▸ **Exercise requirements**
The whole listing below is to be output exactly, with no line skipped.
○ ○ ○
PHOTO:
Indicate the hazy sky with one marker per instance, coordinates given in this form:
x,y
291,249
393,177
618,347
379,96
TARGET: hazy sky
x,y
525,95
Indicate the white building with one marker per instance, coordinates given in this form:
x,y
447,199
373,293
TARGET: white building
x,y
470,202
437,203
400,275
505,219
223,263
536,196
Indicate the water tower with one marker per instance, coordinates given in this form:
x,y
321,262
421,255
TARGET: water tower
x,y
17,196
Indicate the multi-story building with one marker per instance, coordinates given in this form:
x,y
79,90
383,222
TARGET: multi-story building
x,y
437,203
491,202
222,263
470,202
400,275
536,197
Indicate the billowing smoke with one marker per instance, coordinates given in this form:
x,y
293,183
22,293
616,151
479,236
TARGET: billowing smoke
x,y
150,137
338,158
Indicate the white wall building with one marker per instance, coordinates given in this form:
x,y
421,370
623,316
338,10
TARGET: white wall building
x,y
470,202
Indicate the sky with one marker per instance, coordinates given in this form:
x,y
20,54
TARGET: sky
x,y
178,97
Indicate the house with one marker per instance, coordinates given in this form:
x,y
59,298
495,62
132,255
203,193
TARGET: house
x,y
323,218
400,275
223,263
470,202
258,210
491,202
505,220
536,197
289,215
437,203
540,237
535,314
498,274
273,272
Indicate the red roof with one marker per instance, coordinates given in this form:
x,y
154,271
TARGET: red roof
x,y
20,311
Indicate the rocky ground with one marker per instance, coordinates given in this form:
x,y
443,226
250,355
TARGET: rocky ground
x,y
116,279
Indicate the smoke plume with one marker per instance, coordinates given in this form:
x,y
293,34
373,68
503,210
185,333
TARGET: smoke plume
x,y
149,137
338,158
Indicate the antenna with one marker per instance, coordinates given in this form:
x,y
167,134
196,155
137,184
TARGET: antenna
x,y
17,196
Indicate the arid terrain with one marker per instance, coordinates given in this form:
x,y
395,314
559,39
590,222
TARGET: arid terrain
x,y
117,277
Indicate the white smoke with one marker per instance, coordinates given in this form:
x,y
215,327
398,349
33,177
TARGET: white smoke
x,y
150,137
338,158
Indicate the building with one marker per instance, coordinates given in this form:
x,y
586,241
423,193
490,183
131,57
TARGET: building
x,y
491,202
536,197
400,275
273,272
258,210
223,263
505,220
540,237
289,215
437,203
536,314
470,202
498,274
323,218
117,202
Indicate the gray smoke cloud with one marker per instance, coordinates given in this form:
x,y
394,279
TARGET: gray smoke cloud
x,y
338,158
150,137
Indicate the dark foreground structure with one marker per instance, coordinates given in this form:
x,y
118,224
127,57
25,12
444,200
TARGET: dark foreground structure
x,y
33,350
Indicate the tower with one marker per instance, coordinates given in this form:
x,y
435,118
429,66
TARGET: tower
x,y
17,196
○ ○ ○
▸ **Output**
PHOTO:
Indicate the hazy sky with one marker per instance, coordinates given in this form:
x,y
291,249
393,177
618,347
379,96
TARGET: hazy sky
x,y
525,95
Indicate the white building with one marker per instance, coordinates given in this form:
x,y
447,199
373,293
TARGET: white building
x,y
470,202
437,203
400,275
505,219
223,263
536,196
Indicate the water tower with one marker per instance, coordinates given in this form:
x,y
321,262
421,255
TARGET: water tower
x,y
17,196
Indicate the multi-story building with one marker per instance, coordinates given in this form:
x,y
79,90
383,222
TARGET: multi-story building
x,y
437,203
491,202
222,263
470,202
400,275
536,197
Indicate the billowing smoke with one marker per instance, coordinates given in this form:
x,y
293,183
22,293
616,151
479,236
TARGET: billowing smoke
x,y
150,137
338,158
Indicate the white wall building with one marker per instance, coordinates given in this form:
x,y
421,370
623,316
338,10
TARGET: white wall building
x,y
470,202
Indicate the sky with one marker per instance, coordinates given in this form:
x,y
20,54
TARGET: sky
x,y
178,97
Indicate the house with one marker per instance, coordinates given in this form:
x,y
59,298
495,62
132,255
203,193
TARGET: house
x,y
323,218
400,275
223,263
470,202
258,210
491,202
505,220
536,197
289,215
437,203
540,237
535,314
498,274
273,272
Indicate the red roof with one marker per instance, coordinates given in this form:
x,y
154,271
TARGET: red roof
x,y
20,311
Indicate the rocky ground with one marker per instance, coordinates given in this form:
x,y
443,226
250,355
TARGET: rocky ground
x,y
116,279
Indicate the smoke plume with one marker per instance, coordinates given in this form:
x,y
293,34
373,68
503,210
185,333
TARGET: smoke plume
x,y
149,137
338,158
Indicate the antenna with one marker per instance, coordinates given in this form:
x,y
167,134
196,155
137,184
TARGET: antenna
x,y
17,196
Indicate the arid terrain with one marker per instance, coordinates given in this form:
x,y
395,314
559,39
590,222
TARGET: arid terrain
x,y
117,277
Indicate the white smoke with one marker per instance, coordinates given in this form:
x,y
215,327
398,349
33,177
TARGET: white smoke
x,y
150,137
338,158
Indicate the building with one marker per instance, coordinates given in this form:
x,y
586,241
423,193
490,183
131,57
TARGET: building
x,y
491,202
536,197
400,275
273,272
258,210
223,263
505,220
540,237
289,215
437,203
536,314
470,202
498,274
323,218
117,202
Indicate the gray smoke cloud with one marker per instance, coordinates given in this form:
x,y
394,279
TARGET: gray smoke cloud
x,y
338,158
150,137
Indicate the dark foreground structure with one marker per instance, coordinates given in this form:
x,y
118,224
127,57
25,12
444,200
TARGET: dark foreground structure
x,y
33,350
Indicate the tower with one marker per instance, coordinates given in this form:
x,y
435,118
429,66
TARGET: tower
x,y
17,196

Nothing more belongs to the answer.